Problem details
Word for word, restate the listing that follows and leave out the images.

Records for the task
---+---

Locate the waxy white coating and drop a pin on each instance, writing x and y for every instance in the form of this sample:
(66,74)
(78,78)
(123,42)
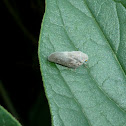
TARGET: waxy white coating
(71,59)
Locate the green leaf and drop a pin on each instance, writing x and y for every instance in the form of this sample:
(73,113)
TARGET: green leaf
(92,95)
(6,119)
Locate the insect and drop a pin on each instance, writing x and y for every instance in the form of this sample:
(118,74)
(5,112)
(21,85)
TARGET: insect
(71,59)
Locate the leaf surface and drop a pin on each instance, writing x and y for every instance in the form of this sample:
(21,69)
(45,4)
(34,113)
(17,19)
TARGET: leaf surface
(6,119)
(92,95)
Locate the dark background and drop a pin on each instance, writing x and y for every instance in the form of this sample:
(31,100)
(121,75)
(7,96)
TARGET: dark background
(21,87)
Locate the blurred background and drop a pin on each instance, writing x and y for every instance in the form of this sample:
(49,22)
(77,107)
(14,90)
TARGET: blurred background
(21,87)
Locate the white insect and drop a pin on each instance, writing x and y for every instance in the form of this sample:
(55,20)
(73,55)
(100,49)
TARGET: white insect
(72,59)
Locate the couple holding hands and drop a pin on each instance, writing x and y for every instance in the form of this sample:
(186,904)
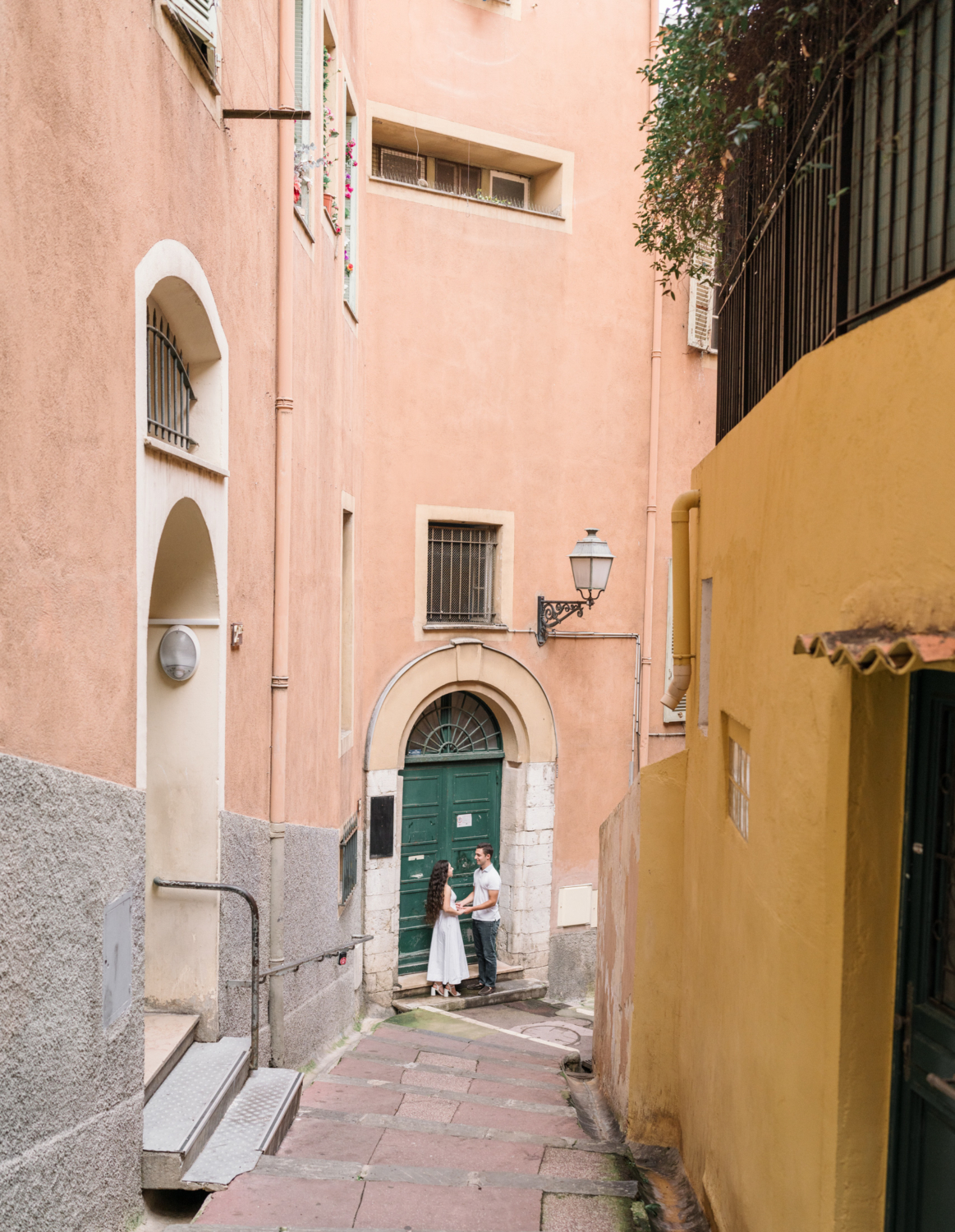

---+---

Answer to this task
Locate the waxy white coating and drop a pin on each instance, writing x and y for every instance in the form of this sample:
(66,74)
(78,78)
(123,42)
TARGET: waxy white coating
(71,59)
Locate the green leaf and drop a pin on each instance, writing x and y for every instance in the form of this sample:
(73,113)
TARGET: green leaf
(92,95)
(6,119)
Locate the insect and drop a pin on each instance, writing x and y for every instance in the form of this sample:
(118,74)
(5,112)
(21,85)
TARGET: insect
(71,59)
Locate the leaf surface and drop a pin on each instance, writing x and y for every instance in the form of this sample:
(21,69)
(45,4)
(34,113)
(17,19)
TARGET: leaf surface
(6,119)
(92,95)
Locate the dark background and drop a pin on each instance, writing x and y for every instance in the form of this sample:
(31,100)
(121,75)
(7,96)
TARGET: dark background
(21,87)
Locate the blurred background and drop a pin on each instance, writing x and y for every instance in the form of this sample:
(49,22)
(77,107)
(14,90)
TARGET: blurred background
(21,87)
Locate the white insect and drop a pin on each instance, writing x and y for every instance in the form of this sample:
(55,20)
(73,55)
(100,49)
TARGET: white insect
(72,59)
Locate the couple holding hands and drop a pin on each instance, writing x and y for every instance in the form of this sample:
(186,904)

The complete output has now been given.